■ **EXERCISE PROMPT**: Copy each of the lines below character for character, keeping their order unchanged.

■ **MATERIAL FOR THIS TASK**:
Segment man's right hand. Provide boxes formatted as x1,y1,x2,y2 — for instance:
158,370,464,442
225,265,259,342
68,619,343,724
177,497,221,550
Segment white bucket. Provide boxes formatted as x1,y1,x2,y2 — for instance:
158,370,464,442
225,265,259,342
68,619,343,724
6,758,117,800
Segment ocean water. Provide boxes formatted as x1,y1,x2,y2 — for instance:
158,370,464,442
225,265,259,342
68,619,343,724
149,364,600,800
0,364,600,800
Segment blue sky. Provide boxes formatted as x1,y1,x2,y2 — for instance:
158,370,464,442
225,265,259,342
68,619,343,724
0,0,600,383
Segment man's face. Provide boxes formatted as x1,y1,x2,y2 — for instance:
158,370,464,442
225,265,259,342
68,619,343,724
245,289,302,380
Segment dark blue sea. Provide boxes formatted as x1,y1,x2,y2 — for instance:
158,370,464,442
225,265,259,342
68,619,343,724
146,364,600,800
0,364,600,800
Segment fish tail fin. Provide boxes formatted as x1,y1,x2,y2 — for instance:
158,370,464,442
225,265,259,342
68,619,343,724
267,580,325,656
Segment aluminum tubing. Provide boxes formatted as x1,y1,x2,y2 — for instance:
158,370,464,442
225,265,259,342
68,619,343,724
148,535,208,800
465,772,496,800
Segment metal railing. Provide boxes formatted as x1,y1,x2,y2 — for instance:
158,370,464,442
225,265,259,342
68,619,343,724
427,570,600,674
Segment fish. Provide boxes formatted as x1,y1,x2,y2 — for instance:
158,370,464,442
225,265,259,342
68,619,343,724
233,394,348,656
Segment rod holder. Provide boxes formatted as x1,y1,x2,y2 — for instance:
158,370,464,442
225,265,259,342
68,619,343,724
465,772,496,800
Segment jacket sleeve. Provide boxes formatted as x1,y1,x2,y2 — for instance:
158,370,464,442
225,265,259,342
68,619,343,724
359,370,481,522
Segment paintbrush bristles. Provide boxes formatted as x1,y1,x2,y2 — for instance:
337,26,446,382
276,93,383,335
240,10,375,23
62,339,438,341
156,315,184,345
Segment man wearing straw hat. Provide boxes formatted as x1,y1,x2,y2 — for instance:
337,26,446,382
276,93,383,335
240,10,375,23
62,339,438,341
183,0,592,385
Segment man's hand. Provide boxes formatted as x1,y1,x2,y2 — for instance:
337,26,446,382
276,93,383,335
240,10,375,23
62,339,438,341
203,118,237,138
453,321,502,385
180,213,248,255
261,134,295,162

■ **TASK SOLUTION**:
Segment man's right hand. Provide boxes formatted as x1,y1,x2,y2 — for instance:
158,370,464,442
225,265,259,342
68,619,343,724
177,497,221,550
Segment white bucket. Provide boxes formatted as x1,y1,x2,y2 — for instance:
158,370,464,442
225,265,259,342
68,619,343,724
6,758,117,800
Segment ocean water. Provide boxes formatted as x1,y1,x2,y2 — for instance:
158,370,464,442
225,265,259,342
68,619,343,724
149,364,600,800
0,364,600,800
Segment blue sky. Provide boxes formatted as x1,y1,x2,y2 — for instance:
158,370,464,442
225,265,259,342
68,619,343,724
0,0,600,383
Segment man's face. Provide boxes formatted as x1,y1,x2,y2 — for instance:
158,370,464,442
225,265,259,342
68,619,343,724
245,289,302,380
Segment dark blue sea. Provide boxes formatted as x1,y1,x2,y2 — for instance:
158,370,464,442
225,265,259,342
68,619,343,724
146,364,600,800
0,364,600,800
Segment fish tail fin. Provide boxes formatted as x1,y1,x2,y2 — for instance:
158,370,464,442
225,265,259,342
68,619,343,724
267,580,325,656
Segment aluminum tubing. Provide boxes formatted as x1,y1,x2,y2 — for instance:
158,370,464,442
225,265,259,342
68,619,343,724
148,535,208,800
465,772,496,800
Segment metal railing. Provide boxes formatted as x1,y1,x2,y2 — for instance:
158,370,464,442
225,265,259,342
68,619,343,724
427,570,600,674
Segment fish. Provide boxes formatted as x1,y1,x2,y2 — for instance:
158,370,464,442
225,265,259,342
68,619,343,724
233,394,348,656
Segment rod holder. Provide boxes formatted as x1,y1,x2,y2 — for instance:
158,370,464,442
225,265,259,342
68,619,343,724
465,772,496,800
Segment jacket sleeve. Provide boxes formatted as x1,y1,x2,y2 — for instance:
158,370,464,442
225,265,259,342
68,619,343,724
359,370,481,522
Segment paintbrush bristles. Provide boxes formatted as x1,y1,x2,y2 — for instance:
337,26,446,382
276,93,383,335
240,10,375,23
62,339,438,341
156,315,184,345
Segment man wearing straw hat. Provide boxes formatted as x1,y1,x2,y2 — for instance:
337,26,446,382
276,93,383,335
240,10,375,23
62,339,438,341
183,0,592,385
Segment man's hand. Provide boxes formatted as x1,y1,x2,y2 — for instance:
337,26,446,382
276,93,383,335
240,10,375,23
62,339,438,341
203,118,237,138
453,321,502,385
180,213,248,255
261,134,295,162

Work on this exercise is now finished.